Write out the data exactly as given, dropping every picture.

++++++++

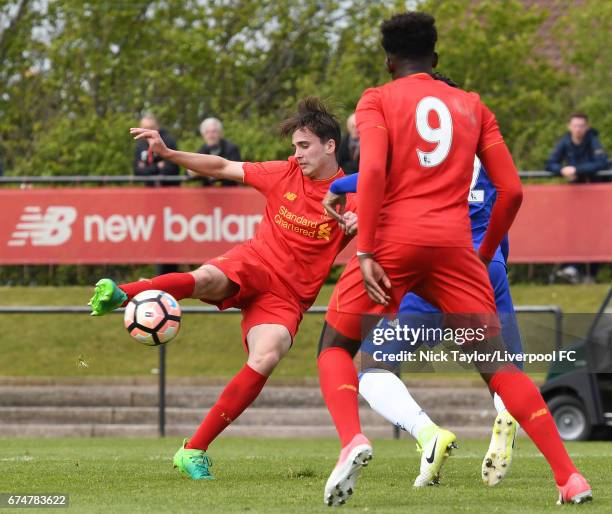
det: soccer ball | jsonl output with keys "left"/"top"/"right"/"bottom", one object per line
{"left": 124, "top": 290, "right": 181, "bottom": 346}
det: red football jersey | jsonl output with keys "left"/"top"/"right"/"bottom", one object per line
{"left": 242, "top": 157, "right": 353, "bottom": 309}
{"left": 355, "top": 73, "right": 507, "bottom": 253}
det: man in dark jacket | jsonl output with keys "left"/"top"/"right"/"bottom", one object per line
{"left": 196, "top": 117, "right": 241, "bottom": 186}
{"left": 133, "top": 114, "right": 180, "bottom": 187}
{"left": 133, "top": 114, "right": 180, "bottom": 275}
{"left": 545, "top": 113, "right": 608, "bottom": 183}
{"left": 547, "top": 113, "right": 607, "bottom": 283}
{"left": 338, "top": 113, "right": 360, "bottom": 175}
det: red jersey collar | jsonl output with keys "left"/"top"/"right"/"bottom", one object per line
{"left": 398, "top": 72, "right": 433, "bottom": 81}
{"left": 312, "top": 167, "right": 344, "bottom": 182}
{"left": 289, "top": 156, "right": 344, "bottom": 182}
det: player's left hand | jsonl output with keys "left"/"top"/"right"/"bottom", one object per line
{"left": 130, "top": 128, "right": 170, "bottom": 158}
{"left": 322, "top": 190, "right": 347, "bottom": 225}
{"left": 342, "top": 211, "right": 358, "bottom": 236}
{"left": 358, "top": 255, "right": 391, "bottom": 306}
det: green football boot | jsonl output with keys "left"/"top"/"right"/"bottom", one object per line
{"left": 173, "top": 439, "right": 215, "bottom": 480}
{"left": 88, "top": 278, "right": 127, "bottom": 316}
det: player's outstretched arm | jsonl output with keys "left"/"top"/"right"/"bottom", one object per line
{"left": 129, "top": 128, "right": 244, "bottom": 183}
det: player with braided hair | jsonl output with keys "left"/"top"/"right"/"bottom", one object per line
{"left": 316, "top": 11, "right": 591, "bottom": 507}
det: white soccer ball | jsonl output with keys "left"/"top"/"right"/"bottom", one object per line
{"left": 123, "top": 290, "right": 181, "bottom": 346}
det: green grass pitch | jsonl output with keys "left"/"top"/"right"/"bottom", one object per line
{"left": 0, "top": 284, "right": 609, "bottom": 378}
{"left": 1, "top": 437, "right": 610, "bottom": 513}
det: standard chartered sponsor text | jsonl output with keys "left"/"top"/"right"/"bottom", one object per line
{"left": 274, "top": 205, "right": 325, "bottom": 238}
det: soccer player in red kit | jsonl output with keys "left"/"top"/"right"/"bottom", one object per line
{"left": 318, "top": 13, "right": 592, "bottom": 507}
{"left": 89, "top": 98, "right": 357, "bottom": 480}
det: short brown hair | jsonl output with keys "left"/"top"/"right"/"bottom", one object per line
{"left": 280, "top": 96, "right": 341, "bottom": 152}
{"left": 569, "top": 112, "right": 588, "bottom": 122}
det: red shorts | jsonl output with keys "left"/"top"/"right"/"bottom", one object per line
{"left": 204, "top": 244, "right": 303, "bottom": 351}
{"left": 326, "top": 242, "right": 500, "bottom": 341}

++++++++

Answer to the problem >>
det: soccer ball | jsonl output with keys "left"/"top"/"right"/"bottom", one object per line
{"left": 124, "top": 290, "right": 181, "bottom": 346}
det: red football jersey | jsonl output with keys "left"/"top"/"right"/"bottom", one object per line
{"left": 242, "top": 157, "right": 353, "bottom": 309}
{"left": 355, "top": 73, "right": 507, "bottom": 253}
det: man in dark jacket | jsonl output with keys "left"/"top"/"right"/"bottom", one object per line
{"left": 196, "top": 117, "right": 241, "bottom": 186}
{"left": 133, "top": 114, "right": 180, "bottom": 187}
{"left": 133, "top": 114, "right": 180, "bottom": 275}
{"left": 545, "top": 113, "right": 608, "bottom": 183}
{"left": 547, "top": 113, "right": 607, "bottom": 283}
{"left": 338, "top": 113, "right": 360, "bottom": 175}
det: red jersey collar | jsonl output with keys "left"/"top"/"right"/"bottom", one object per line
{"left": 398, "top": 72, "right": 433, "bottom": 81}
{"left": 312, "top": 167, "right": 344, "bottom": 182}
{"left": 289, "top": 156, "right": 344, "bottom": 182}
det: player's left hand | jsonl output with keys "left"/"top"/"right"/"bottom", one object per line
{"left": 130, "top": 128, "right": 170, "bottom": 158}
{"left": 322, "top": 190, "right": 347, "bottom": 225}
{"left": 342, "top": 211, "right": 358, "bottom": 236}
{"left": 358, "top": 255, "right": 391, "bottom": 306}
det: green football boot | jsonl output with keys "left"/"top"/"right"/"bottom", one object per line
{"left": 173, "top": 439, "right": 215, "bottom": 480}
{"left": 88, "top": 278, "right": 127, "bottom": 316}
det: player's outstretched arm | jsonl output with keys "left"/"top"/"right"/"bottom", one object per line
{"left": 129, "top": 128, "right": 244, "bottom": 183}
det: player with braided hair | jsonl output with keys "left"/"top"/"right"/"bottom", one object per line
{"left": 316, "top": 11, "right": 591, "bottom": 507}
det: white soccer ball | jsonl output with keys "left"/"top"/"right"/"bottom", one object per line
{"left": 123, "top": 290, "right": 181, "bottom": 346}
det: green grass pitch | jsonl output with keys "left"/"top"/"right"/"bottom", one object per line
{"left": 0, "top": 284, "right": 609, "bottom": 378}
{"left": 1, "top": 437, "right": 610, "bottom": 513}
det: standard chartered sponsor text | jsonl output with keys "left"/"top"/"right"/"bottom", one object per line
{"left": 274, "top": 205, "right": 325, "bottom": 238}
det: soccer player in red kit | jsonl output with keys "left"/"top"/"right"/"bottom", one object per line
{"left": 318, "top": 13, "right": 592, "bottom": 507}
{"left": 89, "top": 98, "right": 357, "bottom": 480}
det: short brown hair | jsonl output with keys "left"/"top"/"right"/"bottom", one object per line
{"left": 280, "top": 96, "right": 341, "bottom": 152}
{"left": 569, "top": 112, "right": 588, "bottom": 122}
det: red shorts | jsonl output with keys "left"/"top"/"right"/"bottom", one object per line
{"left": 204, "top": 244, "right": 303, "bottom": 351}
{"left": 326, "top": 242, "right": 500, "bottom": 341}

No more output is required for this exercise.